# To do
1/ In the news article on the mad cow case, on what date was the infected cow slaughtered?
2/ In the news article on the mad cow case, rewrite the passage from "The Agriculture Department's" up to and including "Canadian Broadcasting Corp.", switching "herd" for "group".
3/ Continue the news article on the mad cow case from its final sentence.
Extracted text Start Marker
Meat From Infected Cow Found in More States

The U.S. beef supply is safe, federal officials contend

SUNDAY, Dec. 28, 2003 (HealthDayNews) -- U.S. agriculture officials said Sunday that meat from the Holstein cow from Washington state diagnosed with mad cow disease was sent to four more states and one territory than previously thought.

Dr. Kenneth Petersen, a veterinarian with the Agriculture Department, said investigators have determined that some of the meat from the animal that was slaughtered on Dec. 9 went to Alaska, Hawaii, Idaho, Montana and the territory of Guam. Officials had previously said the meat was distributed to California, Nevada, Oregon, and Washington state.

But Petersen insisted the meat from the diseased cow posed almost no risk to humans because the parts most likely to carry infection -- the brain, spinal cord and lower intestine -- were removed before the meat was cut and processed for distribution to consumers.

Still, U.S. officials said they've taken the precaution of recalling approximately 10,000 pounds of meat from the infected cow and from 19 other cows all slaughtered at Vern's Moses Lake Meat Co. in Washington state.

"The recalled meat represents essentially zero risk to consumers," Petersen said.

On Saturday, U.S. agriculture officials announced that the stricken cow was imported from Canada two years ago.

The Agriculture Department's chief veterinarian, Dr. Ron DeHaven, said Canadian officials had supplied records indicating the cow was in a herd of 74 cattle shipped from Alberta, Canada, to Eastport, Idaho, in 2001, according to the Canadian Broadcasting Corp.

Canada reported its first case of mad cow disease in Alberta earlier this year. The Washington case is the first ever in the United States.

However, the chief veterinary officer of the Canadian Food Inspection Agency, Dr. Brian Evans, said it was too soon to say for sure the cow came from Canada because Canadian and U.S. records that apparently refer to the same animal don't agree on key details, the Associated Press reported.

According to Canadian records, the diseased cow was 6 years old -- older than U.S. officials had thought, said DeHaven. U.S. papers on the cow said she was 4 or 4 1/2 years old.

Officials are awaiting results of DNA tests to confirm the date and place of the animal's birth.
Extracted text End Marker
Records shown Start Marker
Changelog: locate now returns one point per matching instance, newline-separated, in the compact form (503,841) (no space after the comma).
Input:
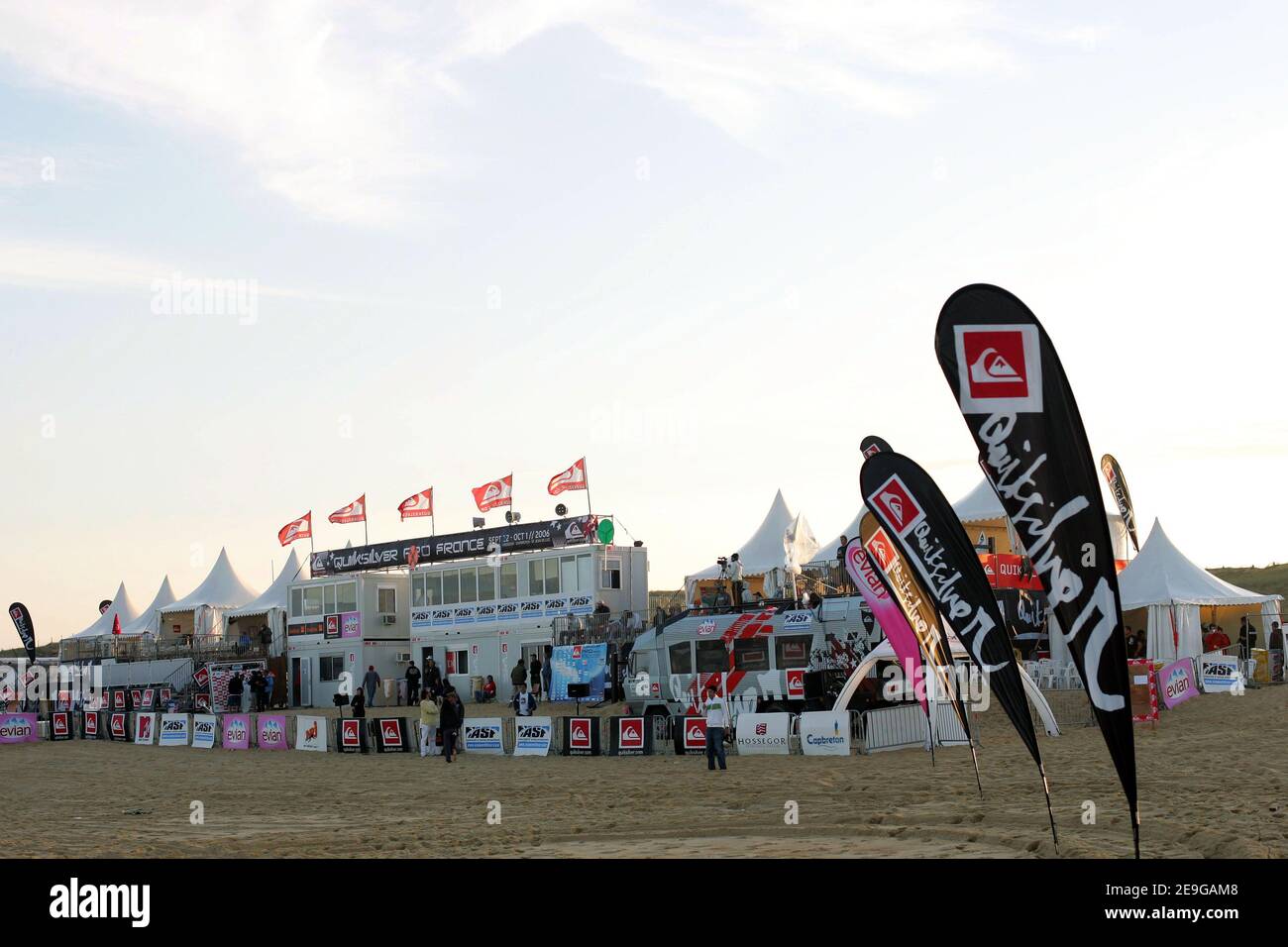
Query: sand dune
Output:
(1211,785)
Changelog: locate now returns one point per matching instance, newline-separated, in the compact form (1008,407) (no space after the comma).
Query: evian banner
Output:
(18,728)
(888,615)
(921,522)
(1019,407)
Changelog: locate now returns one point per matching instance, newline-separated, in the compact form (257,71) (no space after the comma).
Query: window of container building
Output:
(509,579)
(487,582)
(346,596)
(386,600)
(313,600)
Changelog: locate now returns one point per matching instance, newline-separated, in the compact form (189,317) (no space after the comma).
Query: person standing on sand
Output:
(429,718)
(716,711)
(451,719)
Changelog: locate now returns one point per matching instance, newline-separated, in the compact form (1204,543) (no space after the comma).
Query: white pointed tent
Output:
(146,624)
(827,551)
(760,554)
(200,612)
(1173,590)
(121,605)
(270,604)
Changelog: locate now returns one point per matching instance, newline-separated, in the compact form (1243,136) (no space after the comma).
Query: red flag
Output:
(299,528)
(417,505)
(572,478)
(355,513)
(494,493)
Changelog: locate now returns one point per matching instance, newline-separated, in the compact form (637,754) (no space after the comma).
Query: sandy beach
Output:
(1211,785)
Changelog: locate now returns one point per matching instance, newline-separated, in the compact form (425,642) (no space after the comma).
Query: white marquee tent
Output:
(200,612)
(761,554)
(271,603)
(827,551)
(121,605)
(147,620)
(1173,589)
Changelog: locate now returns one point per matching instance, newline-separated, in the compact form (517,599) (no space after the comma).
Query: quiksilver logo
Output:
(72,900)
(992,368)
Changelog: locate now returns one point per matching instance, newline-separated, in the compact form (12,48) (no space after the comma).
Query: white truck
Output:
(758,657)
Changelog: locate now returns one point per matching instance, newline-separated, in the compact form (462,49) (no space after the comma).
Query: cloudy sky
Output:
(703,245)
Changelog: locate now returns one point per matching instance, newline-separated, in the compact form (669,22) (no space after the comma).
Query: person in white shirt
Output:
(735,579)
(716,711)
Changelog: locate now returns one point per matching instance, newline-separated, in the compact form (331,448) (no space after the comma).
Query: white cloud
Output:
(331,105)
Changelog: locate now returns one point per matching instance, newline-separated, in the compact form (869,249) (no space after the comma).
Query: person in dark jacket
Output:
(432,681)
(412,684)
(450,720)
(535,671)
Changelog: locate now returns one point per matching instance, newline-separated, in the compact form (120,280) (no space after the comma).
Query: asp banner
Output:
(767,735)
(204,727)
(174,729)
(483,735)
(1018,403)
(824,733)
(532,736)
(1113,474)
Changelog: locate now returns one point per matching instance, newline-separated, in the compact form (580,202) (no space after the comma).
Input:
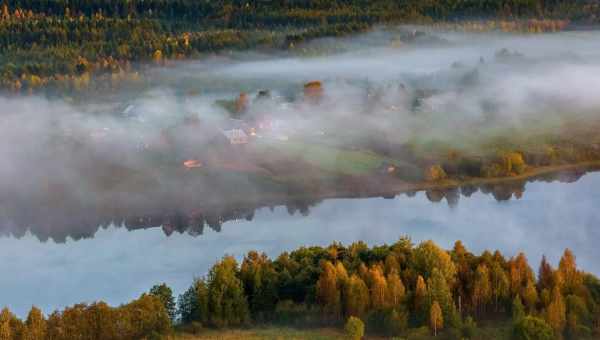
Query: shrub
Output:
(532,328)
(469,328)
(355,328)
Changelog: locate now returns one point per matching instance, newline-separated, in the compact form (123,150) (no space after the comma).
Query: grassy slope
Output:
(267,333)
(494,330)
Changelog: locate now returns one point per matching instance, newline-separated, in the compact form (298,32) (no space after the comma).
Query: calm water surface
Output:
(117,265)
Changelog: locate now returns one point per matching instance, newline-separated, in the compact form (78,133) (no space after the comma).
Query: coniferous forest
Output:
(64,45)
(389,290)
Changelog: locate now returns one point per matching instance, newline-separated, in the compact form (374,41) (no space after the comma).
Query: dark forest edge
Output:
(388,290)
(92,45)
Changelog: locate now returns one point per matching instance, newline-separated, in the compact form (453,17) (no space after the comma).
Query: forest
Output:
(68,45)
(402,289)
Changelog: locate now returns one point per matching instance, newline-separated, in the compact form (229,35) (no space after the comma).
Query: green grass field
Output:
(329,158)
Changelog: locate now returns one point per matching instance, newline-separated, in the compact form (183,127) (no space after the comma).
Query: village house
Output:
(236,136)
Records shown End Marker
Records shown Start Marker
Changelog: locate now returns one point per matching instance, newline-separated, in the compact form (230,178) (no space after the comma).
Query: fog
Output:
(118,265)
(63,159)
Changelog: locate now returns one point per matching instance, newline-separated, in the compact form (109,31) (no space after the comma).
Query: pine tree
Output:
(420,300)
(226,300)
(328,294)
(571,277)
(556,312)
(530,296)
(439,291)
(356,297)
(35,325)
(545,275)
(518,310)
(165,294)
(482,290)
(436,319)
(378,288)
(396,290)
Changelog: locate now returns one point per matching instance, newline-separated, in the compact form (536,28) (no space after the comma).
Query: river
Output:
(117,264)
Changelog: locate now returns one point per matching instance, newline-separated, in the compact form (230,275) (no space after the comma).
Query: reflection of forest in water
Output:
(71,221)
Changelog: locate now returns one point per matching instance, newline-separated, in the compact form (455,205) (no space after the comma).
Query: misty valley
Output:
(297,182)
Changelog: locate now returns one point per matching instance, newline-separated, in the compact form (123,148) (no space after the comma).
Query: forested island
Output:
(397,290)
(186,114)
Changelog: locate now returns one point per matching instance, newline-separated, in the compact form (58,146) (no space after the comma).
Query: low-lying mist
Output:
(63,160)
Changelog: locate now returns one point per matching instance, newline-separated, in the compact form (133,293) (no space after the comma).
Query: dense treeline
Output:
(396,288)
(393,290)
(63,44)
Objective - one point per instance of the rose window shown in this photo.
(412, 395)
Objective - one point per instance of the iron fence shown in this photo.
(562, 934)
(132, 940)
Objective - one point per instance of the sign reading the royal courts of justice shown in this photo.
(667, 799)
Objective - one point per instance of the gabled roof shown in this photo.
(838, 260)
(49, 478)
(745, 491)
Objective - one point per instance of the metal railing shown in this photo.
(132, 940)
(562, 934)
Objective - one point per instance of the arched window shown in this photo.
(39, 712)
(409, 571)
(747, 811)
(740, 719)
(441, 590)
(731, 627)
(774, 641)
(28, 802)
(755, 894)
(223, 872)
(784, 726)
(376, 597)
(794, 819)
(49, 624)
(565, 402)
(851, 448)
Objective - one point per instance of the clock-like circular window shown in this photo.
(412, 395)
Records shown End Marker
# Answers to the exercise
1/ Dec. 9.

2/
The Agriculture Department's chief veterinarian, Dr. Ron DeHaven, said Canadian officials had supplied records indicating the cow was in a group of 74 cattle shipped from Alberta, Canada, to Eastport, Idaho, in 2001, according to the Canadian Broadcasting Corp.

3/
DeHaven added that the sick cow's presence in the herd of 74 imported from Canada doesn't mean all the animals are infected. Investigators are tracking down the location of the other animals, The New York Times said.

"We feel confident that we are going to be able to determine the whereabouts of most, if not all, of these animals within several days," DeHaven said.

If it's determined the diseased cow came from Canada, it would be significant for the battered American cattle industry because the United States could retain its disease-free status. The National Cattlemen's Beef Association estimates that the United States has lost 90 percent of its export market in recent days because more than two dozen countries have banned the import of U.S. beef, according to the AP.

And a finding that the cow arrived in the United States after a 1997 law banning the use of leftover animal parts in cow feed would greatly reduce the likelihood of a widespread outbreak of mad cow disease here, experts said.

"This is good news," said George Gray, executive director of the Harvard Center for Risk Analysis, which has done several reports on the possible spread of the disease in the United States for the Agriculture Department. "It doesn't tell us that something is wrong with our system. And if the rules in place are followed, this disease shouldn't spread," he told the Times.

The Washington animal most likely became sick from eating contaminated feed, so the U.S. Food and Drug Administration is tracking down what it ate. That's a difficult task because the cow may have gotten the disease years ago, long before it showed signs that it was sick. The disease has an incubation period of four or five years, the AP said.

Meanwhile, U.S. health officials continue to scrutinize the existing inspection process for meat.

The Department of Agriculture is trying to determine whether to do far more screening and also change the way meat from suspect animals is used, department officials told The New York Times.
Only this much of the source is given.